__WHAT THE EXERCISE ASKS__
Write out the entries below once more, exactly.
SOURCE DATA START
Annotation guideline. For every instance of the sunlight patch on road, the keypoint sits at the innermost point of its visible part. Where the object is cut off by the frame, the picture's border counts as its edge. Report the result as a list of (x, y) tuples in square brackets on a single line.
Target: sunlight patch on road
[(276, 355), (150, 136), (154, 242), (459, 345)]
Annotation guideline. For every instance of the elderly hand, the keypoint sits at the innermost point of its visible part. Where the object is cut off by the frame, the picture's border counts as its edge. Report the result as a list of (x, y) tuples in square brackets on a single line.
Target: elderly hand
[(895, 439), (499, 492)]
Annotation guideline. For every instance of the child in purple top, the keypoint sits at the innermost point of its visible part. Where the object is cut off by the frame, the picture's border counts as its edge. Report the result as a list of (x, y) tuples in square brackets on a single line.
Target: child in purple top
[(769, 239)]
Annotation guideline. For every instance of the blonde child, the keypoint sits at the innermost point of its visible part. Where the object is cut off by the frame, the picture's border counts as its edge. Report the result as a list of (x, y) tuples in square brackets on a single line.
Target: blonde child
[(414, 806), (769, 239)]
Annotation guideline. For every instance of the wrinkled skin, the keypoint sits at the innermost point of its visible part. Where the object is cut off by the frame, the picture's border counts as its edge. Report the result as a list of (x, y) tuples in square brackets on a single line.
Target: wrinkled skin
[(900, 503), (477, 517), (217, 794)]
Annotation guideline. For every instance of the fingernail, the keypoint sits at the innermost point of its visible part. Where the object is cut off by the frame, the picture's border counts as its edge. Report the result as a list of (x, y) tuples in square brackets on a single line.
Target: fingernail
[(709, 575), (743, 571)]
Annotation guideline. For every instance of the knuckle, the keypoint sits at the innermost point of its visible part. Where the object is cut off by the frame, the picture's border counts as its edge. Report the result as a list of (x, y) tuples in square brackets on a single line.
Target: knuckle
SOURCE DATA END
__THE COMPLETED TASK__
Annotation guideline. For every instance of the sunlight patch on road, the keypoint sits at the innermost point of its visible part. Where the object is cut off by the frame, the picture's border counts as its edge. Report the result as a list of (x, y) tuples in square brackets on a single line.
Target: sunlight patch on road
[(276, 355), (150, 136), (154, 242), (459, 345)]
Annotation guideline. For every instance of the elderly hand, the keypoint sits at the innermost point of its visible part. Where the object is cut off by the frame, the picture's border counts as its edge. Report the result as a list of (x, y) tuples in square brackets on a single line.
Target: elderly hand
[(895, 439), (499, 492)]
Annotation guideline. For every instance of the child in purple top, the keypoint sits at the innermost point of its visible part. Where the object is cut off by the frame, the picture's border counts as its edge. Report the result as a list of (x, y) tuples in square brackets on a single line.
Target: child in purple top
[(769, 239)]
Annotation guideline. For every instance of the blonde child, the keypoint sits at the innermost point of its visible part. Where the object is cut off by the frame, the picture's border counts as its edge. Report the result as a list of (x, y) tuples in square brackets on a single line.
Target: blonde child
[(414, 806), (769, 239)]
Annotation guideline. For every instance of the wrinkled skin, the keypoint sits at the innermost point of its visible part. Where the object is cut off by the frame, the picture's border counts as its edge. Report the result as a list of (x, y) tuples in square brackets on a single line.
Target: wrinkled skin
[(900, 503), (477, 517), (217, 794)]
Annotation guideline. For every instance of the fingernail, the keypoint sits at the innermost point of its visible part. Where the object is cut off by the frame, the picture's border counts as its edge. Report the result as a list of (x, y) tuples in square brackets on a single line.
Target: fingernail
[(709, 575), (743, 571)]
Annotation guideline. For every instance of the knuckle, the keypoint sits at the innermost point of its visible part. Where the object is cut off by the frame, the picture's border counts as its edge. Report the result as a list of (x, y) tuples in square brackets on a single line.
Target: knuckle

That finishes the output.